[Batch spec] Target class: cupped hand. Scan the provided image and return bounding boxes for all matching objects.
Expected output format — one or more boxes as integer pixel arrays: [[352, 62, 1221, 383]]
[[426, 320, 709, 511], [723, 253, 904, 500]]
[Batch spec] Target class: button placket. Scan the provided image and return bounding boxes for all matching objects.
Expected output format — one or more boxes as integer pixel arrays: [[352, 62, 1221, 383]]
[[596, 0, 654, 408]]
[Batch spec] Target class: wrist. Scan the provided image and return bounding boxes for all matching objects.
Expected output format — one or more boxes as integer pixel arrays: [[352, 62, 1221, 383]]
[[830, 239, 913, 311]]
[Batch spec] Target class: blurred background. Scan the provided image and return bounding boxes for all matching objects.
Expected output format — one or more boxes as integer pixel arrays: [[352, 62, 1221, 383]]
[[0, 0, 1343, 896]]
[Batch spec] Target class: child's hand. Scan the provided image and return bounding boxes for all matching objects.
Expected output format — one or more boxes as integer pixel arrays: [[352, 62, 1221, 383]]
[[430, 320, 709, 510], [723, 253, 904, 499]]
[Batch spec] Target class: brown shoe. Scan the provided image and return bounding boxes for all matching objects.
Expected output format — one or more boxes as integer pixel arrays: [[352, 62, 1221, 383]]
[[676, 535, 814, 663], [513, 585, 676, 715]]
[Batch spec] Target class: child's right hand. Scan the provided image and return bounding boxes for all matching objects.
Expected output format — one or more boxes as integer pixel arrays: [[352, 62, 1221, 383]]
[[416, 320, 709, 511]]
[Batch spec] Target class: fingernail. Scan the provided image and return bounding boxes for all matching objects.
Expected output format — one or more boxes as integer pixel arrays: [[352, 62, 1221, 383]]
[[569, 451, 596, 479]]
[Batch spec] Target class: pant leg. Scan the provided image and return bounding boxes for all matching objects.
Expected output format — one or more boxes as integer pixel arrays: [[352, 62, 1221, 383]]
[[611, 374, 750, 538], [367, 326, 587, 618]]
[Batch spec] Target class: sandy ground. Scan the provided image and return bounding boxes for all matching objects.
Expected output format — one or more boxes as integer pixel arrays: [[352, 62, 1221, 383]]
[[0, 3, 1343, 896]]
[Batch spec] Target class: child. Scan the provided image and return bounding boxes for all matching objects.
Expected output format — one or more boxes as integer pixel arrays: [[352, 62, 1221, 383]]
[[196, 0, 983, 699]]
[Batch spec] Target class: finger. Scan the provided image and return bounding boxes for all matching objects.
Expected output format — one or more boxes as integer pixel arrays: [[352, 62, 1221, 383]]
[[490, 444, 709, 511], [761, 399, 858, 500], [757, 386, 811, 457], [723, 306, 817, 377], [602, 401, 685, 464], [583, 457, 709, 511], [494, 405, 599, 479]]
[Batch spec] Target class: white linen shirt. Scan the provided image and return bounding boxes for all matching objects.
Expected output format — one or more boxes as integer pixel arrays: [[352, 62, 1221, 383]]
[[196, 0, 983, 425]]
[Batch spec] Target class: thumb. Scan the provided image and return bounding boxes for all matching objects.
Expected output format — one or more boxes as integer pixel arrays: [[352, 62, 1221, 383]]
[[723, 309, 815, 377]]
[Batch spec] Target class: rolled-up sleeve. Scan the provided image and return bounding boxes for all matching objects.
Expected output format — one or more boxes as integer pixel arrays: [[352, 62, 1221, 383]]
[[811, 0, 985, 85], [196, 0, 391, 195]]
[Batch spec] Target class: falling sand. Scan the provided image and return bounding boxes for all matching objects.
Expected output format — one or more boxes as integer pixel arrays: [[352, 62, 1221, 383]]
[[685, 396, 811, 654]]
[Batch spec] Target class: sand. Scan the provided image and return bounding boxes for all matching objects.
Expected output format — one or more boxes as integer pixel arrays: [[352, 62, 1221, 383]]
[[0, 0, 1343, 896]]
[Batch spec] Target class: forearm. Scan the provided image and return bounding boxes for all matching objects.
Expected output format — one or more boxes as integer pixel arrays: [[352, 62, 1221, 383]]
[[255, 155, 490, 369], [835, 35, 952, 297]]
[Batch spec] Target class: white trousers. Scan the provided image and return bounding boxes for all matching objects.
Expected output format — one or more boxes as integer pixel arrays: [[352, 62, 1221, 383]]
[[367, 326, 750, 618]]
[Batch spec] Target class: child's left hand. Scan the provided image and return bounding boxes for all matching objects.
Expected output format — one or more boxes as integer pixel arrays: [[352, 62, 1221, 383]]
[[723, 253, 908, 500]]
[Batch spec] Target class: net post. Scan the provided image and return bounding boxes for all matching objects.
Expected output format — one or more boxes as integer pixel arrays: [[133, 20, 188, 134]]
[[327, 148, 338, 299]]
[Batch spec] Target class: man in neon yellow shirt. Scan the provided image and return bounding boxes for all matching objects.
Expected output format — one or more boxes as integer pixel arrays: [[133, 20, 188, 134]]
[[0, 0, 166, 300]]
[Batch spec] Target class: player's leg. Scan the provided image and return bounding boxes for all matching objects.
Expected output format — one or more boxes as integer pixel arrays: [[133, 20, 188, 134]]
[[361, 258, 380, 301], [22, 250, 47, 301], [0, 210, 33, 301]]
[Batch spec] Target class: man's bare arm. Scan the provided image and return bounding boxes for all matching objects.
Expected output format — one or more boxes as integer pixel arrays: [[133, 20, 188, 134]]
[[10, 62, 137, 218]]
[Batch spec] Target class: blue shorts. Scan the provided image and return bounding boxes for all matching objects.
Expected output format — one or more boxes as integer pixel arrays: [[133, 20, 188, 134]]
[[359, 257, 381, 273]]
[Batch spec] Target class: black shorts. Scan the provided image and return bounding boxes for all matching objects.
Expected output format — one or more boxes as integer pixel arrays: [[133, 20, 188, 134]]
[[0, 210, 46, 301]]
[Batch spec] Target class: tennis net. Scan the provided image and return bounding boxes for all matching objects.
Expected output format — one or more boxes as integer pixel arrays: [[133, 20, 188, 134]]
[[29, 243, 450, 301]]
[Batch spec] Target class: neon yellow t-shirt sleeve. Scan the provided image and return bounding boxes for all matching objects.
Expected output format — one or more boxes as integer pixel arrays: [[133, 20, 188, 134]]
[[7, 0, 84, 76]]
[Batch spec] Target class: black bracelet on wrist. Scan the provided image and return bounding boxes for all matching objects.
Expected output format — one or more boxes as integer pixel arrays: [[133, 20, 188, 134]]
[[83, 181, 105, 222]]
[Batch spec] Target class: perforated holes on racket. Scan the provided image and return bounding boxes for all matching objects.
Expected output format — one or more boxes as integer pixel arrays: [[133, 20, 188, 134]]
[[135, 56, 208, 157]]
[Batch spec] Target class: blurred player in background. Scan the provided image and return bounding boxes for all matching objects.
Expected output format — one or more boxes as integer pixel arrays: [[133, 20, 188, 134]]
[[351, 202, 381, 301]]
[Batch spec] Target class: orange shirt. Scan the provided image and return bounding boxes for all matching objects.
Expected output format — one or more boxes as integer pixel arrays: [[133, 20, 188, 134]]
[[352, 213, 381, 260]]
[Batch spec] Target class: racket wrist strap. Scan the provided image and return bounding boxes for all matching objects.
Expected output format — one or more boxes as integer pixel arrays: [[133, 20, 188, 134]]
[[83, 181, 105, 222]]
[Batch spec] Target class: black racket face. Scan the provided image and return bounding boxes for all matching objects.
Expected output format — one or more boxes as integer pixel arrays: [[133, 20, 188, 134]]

> _Direction_
Please reproduce every row above line for line, keeping each character unchanged.

> _Written response_
[Batch spec] Target class: cupped hand. Scan the provided image and return bounding boxes for all matching objects.
Expected output format — one or more boxes as integer pixel arrays: [[352, 62, 1221, 383]]
[[426, 320, 709, 511], [723, 253, 904, 500]]
[Batch spec] Target class: button placket. Scan the provided image and return bounding boxes for all matching objects.
Expected output format — one or more boxes as integer pixel arrays: [[352, 62, 1221, 383]]
[[596, 0, 654, 408]]
[Batch spec] Target class: wrist. Scan the provided image and return bounding boxes for all matching objects.
Expected output format — one or more boxes as integer pixel arrays: [[352, 62, 1221, 383]]
[[830, 239, 913, 311]]
[Batch spec] Target class: blurred background. Scan the provided image and return bounding boxes for all matching objects.
Expected output format — one or more boxes as integer pixel arrays: [[352, 62, 1221, 383]]
[[0, 0, 1343, 896]]
[Batch spec] Target class: child's hand. Scan the provided image and return bounding boxes for all matching objects.
Expected output format — one or more boxes as integer pixel arrays: [[352, 62, 1221, 383]]
[[430, 320, 709, 510], [723, 253, 904, 499]]
[Batch spec] Target class: brown shoe. Scan the provided image and return bounding boxes for all matching objects.
Expected output format — one or more boxes as integer pixel arrays: [[352, 62, 1221, 383]]
[[676, 535, 814, 663], [513, 585, 676, 715]]
[Batch spec] Target class: child's right hand. Scan the provided image and return bounding boxes for all matching objects.
Expected output format — one or more boxes as integer pixel arrays: [[352, 62, 1221, 383]]
[[416, 320, 709, 511]]
[Batch spec] Target class: fingernail. Scan the provided image and return bounding boxes for all matching objects.
Expected output format — one or more boxes as integer pixel arrays: [[352, 62, 1221, 383]]
[[569, 451, 596, 479]]
[Batch spec] Target class: pant leg. Scan the provided image and return bounding boxes for all matching objects.
Expected output format — one or more boxes as integer pixel arrays: [[352, 62, 1221, 383]]
[[611, 374, 750, 538], [367, 326, 587, 618]]
[Batch spec] Target class: sandy ground. Scan the provided image and return bounding boxes for all matching objects.
Expected output format — one or more boxes as integer pixel arrays: [[352, 62, 1221, 383]]
[[0, 3, 1343, 896]]
[Batch spec] Target class: child. Scan the provided image and return bounding boxes for all matching objects.
Expected output format — one or more boxes as integer pixel arrays: [[352, 62, 1221, 383]]
[[196, 0, 983, 699]]
[Batch spec] Target class: finger. Scan the provided image and return bounding boxes for all matching objects.
Expected output format — one or more boxes as integer pixel arrays: [[352, 62, 1221, 383]]
[[490, 444, 709, 511], [761, 399, 858, 500], [757, 386, 811, 457], [723, 306, 817, 377], [602, 401, 685, 464], [583, 457, 709, 511], [494, 405, 599, 479]]
[Batch spec] Target class: white linen shirt. Scan the provided image and return bounding boxes for all matching objects.
Expected output format — one or more boxes as integer pixel arrays: [[352, 62, 1221, 383]]
[[196, 0, 983, 425]]
[Batch spec] Target class: thumb. Scan the provided image and return bounding boxes for all matching objects.
Expected output format — one or more boxes as integer pixel arrays: [[352, 62, 1221, 383]]
[[723, 309, 815, 377]]
[Batch spec] Target class: rolled-up sleeve. Scan the provided image and return bounding boxes for all matching objects.
Expected output format — one or more boxes as integer pixel arrays: [[352, 62, 1221, 383]]
[[811, 0, 985, 85], [196, 0, 391, 195]]
[Batch spec] Target class: falling sand. Scan the provided image and return bounding boxes for all matching objects.
Expected output format — one or more boxes as integer pixel arrays: [[352, 62, 1221, 383]]
[[685, 396, 811, 654]]
[Batch spec] Target class: sand. Scan the provided image and return bounding boxes for all matching objects.
Expected output format — one or more boxes as integer pixel arrays: [[352, 62, 1221, 383]]
[[0, 0, 1343, 896]]
[Batch spec] Target class: forearm. Scan the provided image and return bounding boxes for all matching objects.
Expected output format — one or more boxes as integer pixel arrays: [[352, 62, 1221, 383]]
[[255, 155, 490, 369], [835, 35, 952, 297]]
[Batch spec] Target class: white trousers. Scan the provided image and return bounding boxes for all matching objects.
Expected output format — one or more boxes as integer pixel arrays: [[352, 62, 1221, 383]]
[[367, 326, 750, 618]]
[Batch spec] Target class: child's left hand. Scan the provided image and return bounding boxes for all matching objects.
Expected output format — one or more boxes as integer pixel arrays: [[352, 62, 1221, 383]]
[[723, 253, 908, 500]]
[Batch spec] Target class: net post. Scan the provided image and return bounding boxes for all matching objects.
Expected output format — one or more boxes as integer pixel arrays: [[133, 20, 188, 134]]
[[327, 148, 338, 299]]
[Batch spec] Target class: man in neon yellow shirt. Scan the provided image and return bounding boxes for all matching objects.
Expected output format — one or more boxes as integer pixel arrays: [[133, 20, 188, 134]]
[[0, 0, 166, 300]]
[Batch spec] Target class: player's leg. Scan the provided image and return bounding boxes for all matching objects.
Expected output format — one or more boxes as integer pixel arrays: [[133, 20, 188, 134]]
[[361, 258, 380, 301], [22, 250, 47, 301], [0, 210, 33, 301]]
[Batch spec] Target class: man's bare arm. Scan the provided image and return bounding boxes for all matching objects.
Expected output format — one or more boxes as integer pixel arrays: [[133, 20, 188, 134]]
[[10, 62, 137, 218]]
[Batch spec] Target class: blue shorts. Scan the provided image and return bounding boxes for all matching objects.
Expected output format — one or more boxes as integer pixel arrays: [[133, 20, 188, 134]]
[[359, 257, 381, 273]]
[Batch spec] Target class: black shorts. Scan the provided image and return bounding boxes for all matching objects.
Expected output format — one or more boxes as integer pixel arrays: [[133, 20, 188, 134]]
[[0, 210, 46, 301]]
[Batch spec] Target class: tennis net. Scan the provided image and return bounding boxes for all matching objects.
Expected output format — one or more boxes as integer pixel arrays: [[133, 20, 188, 134]]
[[29, 243, 450, 301]]
[Batch spec] Target class: neon yellow t-shirt sleeve. Scan the provided image and return bounding boxes for all matching objects.
Expected output format — one or more boxes as integer pixel arrays: [[133, 20, 188, 134]]
[[7, 0, 84, 76]]
[Batch spec] Target class: black bracelet on wrist. Scan the provided image and return bounding boxes for all matching objects.
Expected output format — one or more boxes as integer pixel arrays: [[133, 20, 188, 134]]
[[83, 181, 105, 222]]
[Batch spec] Target class: perforated holes on racket. Scan the provided image and return bounding boxes for all matching objects.
Expected output format — one or more boxes as integer pixel arrays: [[133, 20, 188, 134]]
[[135, 56, 208, 157]]
[Batch spec] Target class: blurred player in background. Scan the provided image and return bounding boxes for all matching objects.
Expected output format — one or more boxes as integer pixel arrays: [[133, 20, 188, 134]]
[[351, 202, 381, 301]]
[Batch spec] Target class: orange shirt. Scan the provided image and return bounding boxes for all matching objects.
Expected output format — one or more boxes as integer pixel arrays: [[133, 20, 188, 134]]
[[352, 213, 381, 260]]
[Batch spec] Target class: racket wrist strap. Scan the provided image and return bounding boxes for all matching objects.
Expected output format — one or more boxes as integer pixel arrays: [[133, 20, 188, 134]]
[[83, 181, 105, 222]]
[Batch spec] Target class: black racket face. Scan the provided image and return bounding boxes for all matching objects.
Expected output format — one or more boxes as integer pixel arrays: [[133, 20, 188, 134]]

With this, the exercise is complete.